▶ **Exercise description**
For this exercise, the reply is the listing below, reproduced exactly.

Dataset excerpts Block Start

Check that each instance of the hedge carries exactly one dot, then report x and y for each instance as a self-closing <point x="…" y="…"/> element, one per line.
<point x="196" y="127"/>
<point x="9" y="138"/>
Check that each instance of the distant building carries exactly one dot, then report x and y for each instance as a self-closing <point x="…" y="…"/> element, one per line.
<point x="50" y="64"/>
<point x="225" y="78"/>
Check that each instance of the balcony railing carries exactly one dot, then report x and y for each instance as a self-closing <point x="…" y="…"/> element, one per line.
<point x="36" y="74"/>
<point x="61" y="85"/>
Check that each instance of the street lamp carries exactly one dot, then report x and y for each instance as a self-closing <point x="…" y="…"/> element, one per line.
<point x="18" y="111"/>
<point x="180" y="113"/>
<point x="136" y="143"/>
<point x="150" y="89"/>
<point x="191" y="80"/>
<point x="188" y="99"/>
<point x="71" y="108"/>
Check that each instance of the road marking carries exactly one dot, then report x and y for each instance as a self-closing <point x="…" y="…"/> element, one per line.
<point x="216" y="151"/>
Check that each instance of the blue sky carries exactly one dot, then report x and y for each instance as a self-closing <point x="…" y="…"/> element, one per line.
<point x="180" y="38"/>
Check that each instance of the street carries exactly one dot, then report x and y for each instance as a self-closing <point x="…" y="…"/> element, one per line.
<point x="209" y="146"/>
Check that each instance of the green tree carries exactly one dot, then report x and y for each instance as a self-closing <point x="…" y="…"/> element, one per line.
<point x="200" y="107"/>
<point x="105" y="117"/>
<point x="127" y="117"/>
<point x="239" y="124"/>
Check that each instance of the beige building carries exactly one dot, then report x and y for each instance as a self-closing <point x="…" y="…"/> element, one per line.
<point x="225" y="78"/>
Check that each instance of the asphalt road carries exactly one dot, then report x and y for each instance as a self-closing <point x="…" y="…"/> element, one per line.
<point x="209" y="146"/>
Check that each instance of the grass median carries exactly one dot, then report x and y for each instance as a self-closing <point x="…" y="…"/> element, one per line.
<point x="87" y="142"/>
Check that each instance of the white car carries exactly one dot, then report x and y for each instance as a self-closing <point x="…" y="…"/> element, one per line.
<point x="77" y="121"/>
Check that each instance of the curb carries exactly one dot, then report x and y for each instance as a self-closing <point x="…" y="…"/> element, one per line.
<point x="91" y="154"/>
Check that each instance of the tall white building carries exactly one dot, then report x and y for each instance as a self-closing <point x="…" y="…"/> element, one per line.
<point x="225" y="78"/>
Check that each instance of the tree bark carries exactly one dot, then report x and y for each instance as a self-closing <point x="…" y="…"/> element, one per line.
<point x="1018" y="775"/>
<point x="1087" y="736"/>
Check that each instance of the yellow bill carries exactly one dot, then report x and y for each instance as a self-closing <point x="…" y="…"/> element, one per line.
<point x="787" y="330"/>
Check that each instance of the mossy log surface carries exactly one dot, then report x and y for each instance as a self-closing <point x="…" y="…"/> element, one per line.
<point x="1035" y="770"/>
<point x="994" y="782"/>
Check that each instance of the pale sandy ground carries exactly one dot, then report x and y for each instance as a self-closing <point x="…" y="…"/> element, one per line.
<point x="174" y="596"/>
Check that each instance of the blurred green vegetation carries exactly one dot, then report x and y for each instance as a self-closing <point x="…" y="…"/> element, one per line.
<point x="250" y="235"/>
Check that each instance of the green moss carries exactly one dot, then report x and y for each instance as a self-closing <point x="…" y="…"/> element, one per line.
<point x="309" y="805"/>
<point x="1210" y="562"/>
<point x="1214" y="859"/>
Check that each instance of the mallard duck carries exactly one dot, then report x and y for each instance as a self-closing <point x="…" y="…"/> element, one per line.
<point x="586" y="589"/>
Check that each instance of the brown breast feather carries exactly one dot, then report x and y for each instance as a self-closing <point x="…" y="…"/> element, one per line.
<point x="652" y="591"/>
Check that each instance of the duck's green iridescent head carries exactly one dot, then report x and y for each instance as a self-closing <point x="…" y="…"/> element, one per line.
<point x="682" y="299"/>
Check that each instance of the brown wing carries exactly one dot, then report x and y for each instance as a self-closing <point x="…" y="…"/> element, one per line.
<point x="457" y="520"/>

Dataset excerpts Block End

▶ **Answer**
Check that each instance of the hedge carries exactly one dot, then report x and y for each instance as a self-closing <point x="…" y="…"/> element, one per line.
<point x="196" y="127"/>
<point x="9" y="138"/>
Check that each instance of the distant building carries exactly one dot, then report x and y for each instance as a self-closing <point x="…" y="…"/> element, one per line.
<point x="50" y="64"/>
<point x="225" y="78"/>
Check that each instance of the balcony railing carries exactly one dot, then report x and y for each instance as a self-closing <point x="…" y="…"/> element, one per line.
<point x="36" y="74"/>
<point x="61" y="85"/>
Check that each instance of the street lamp carries exactly one dot, then report x and y for each instance as a self-closing <point x="…" y="…"/> element, one per line.
<point x="18" y="111"/>
<point x="180" y="113"/>
<point x="136" y="143"/>
<point x="150" y="89"/>
<point x="191" y="80"/>
<point x="188" y="99"/>
<point x="71" y="108"/>
Check that each instance of the road marking carries exactly one dot, then report x and y for each instance as a self-closing <point x="…" y="…"/> element, one per line.
<point x="216" y="151"/>
Check that each instance of the blue sky carries exactly one dot, then report x and y for each instance as a self-closing <point x="…" y="…"/> element, one per line.
<point x="180" y="38"/>
Check that each instance of the street carries exactly one dot, then report x and y for each instance as a self-closing <point x="…" y="…"/> element, one per line.
<point x="209" y="146"/>
Check that each instance of the green tree carries exactly one dot, then report x and y for each instance as a self-closing <point x="…" y="…"/> element, one per line.
<point x="200" y="107"/>
<point x="105" y="117"/>
<point x="127" y="117"/>
<point x="239" y="124"/>
Check that each instance of the beige building carries exactly one dot, then report x and y for each instance as a self-closing <point x="…" y="…"/> element, one per line.
<point x="225" y="78"/>
Check that each instance of the asphalt road carries exactly one dot, then report x and y for each instance as a self-closing <point x="…" y="…"/> element, one per line.
<point x="209" y="146"/>
Check that each instance of the grass median carries exactly one dot, then report x and y for each instance as a self-closing <point x="…" y="…"/> element, one per line.
<point x="87" y="142"/>
Check that each instance of the white car carries exactly one dot, then report x and y for each instance as a self-closing <point x="…" y="…"/> element, one per line.
<point x="77" y="121"/>
Check that each instance of the curb carries exactly one dot, then report x and y for each instance as a self-closing <point x="…" y="…"/> element, one per line.
<point x="91" y="154"/>
Check that each instance of the tall white building carries exactly one dot, then report x and y for each instance as a self-closing <point x="…" y="…"/> element, one per line.
<point x="225" y="78"/>
Check that each instance of the tree bark carries exactly one dot, then report x and y for each instance as a self-closing <point x="…" y="…"/> element, one per line.
<point x="1018" y="775"/>
<point x="1087" y="736"/>
Check that each instance of the yellow bill carries exactly one dot, then report x and y for each instance as a self-closing <point x="…" y="…"/> element, one per line.
<point x="787" y="330"/>
Check that each instance of the mossy log surface carries exactly one dot, then report x and y for each instance as a self-closing <point x="…" y="…"/> element, one per line.
<point x="1035" y="770"/>
<point x="994" y="782"/>
Check that each instance of the pale sandy ground carries exactly one dot, then report x and y for each instance as a self-closing <point x="…" y="…"/> element, one per line.
<point x="174" y="596"/>
Check that each instance of the blurred green vegetation carries exactly one dot, then report x and y for each instance as a self-closing <point x="…" y="…"/> element, one per line.
<point x="250" y="235"/>
Check that each instance of the green moss carries exactly one dot, then report x and y for each instance as a self-closing <point x="…" y="…"/> element, one per line.
<point x="309" y="805"/>
<point x="1210" y="562"/>
<point x="1214" y="859"/>
Check that each instance of the mallard duck carries exactly one dot, then report x and y for each instance as a self-closing <point x="…" y="…"/> element, one per line.
<point x="586" y="589"/>
Check that each instance of the brown breast feather carries exactly one dot, then report x and y for each instance as a self-closing <point x="…" y="…"/> element, one per line.
<point x="652" y="591"/>
Check that each instance of the duck's green iridescent head carries exactly one dot, then report x and y for each instance as a self-closing <point x="…" y="…"/> element, one per line.
<point x="682" y="299"/>
Check that each instance of the brown wing carries exactly one dot, then report x and y for each instance as a self-closing <point x="…" y="…"/> element, one per line.
<point x="457" y="520"/>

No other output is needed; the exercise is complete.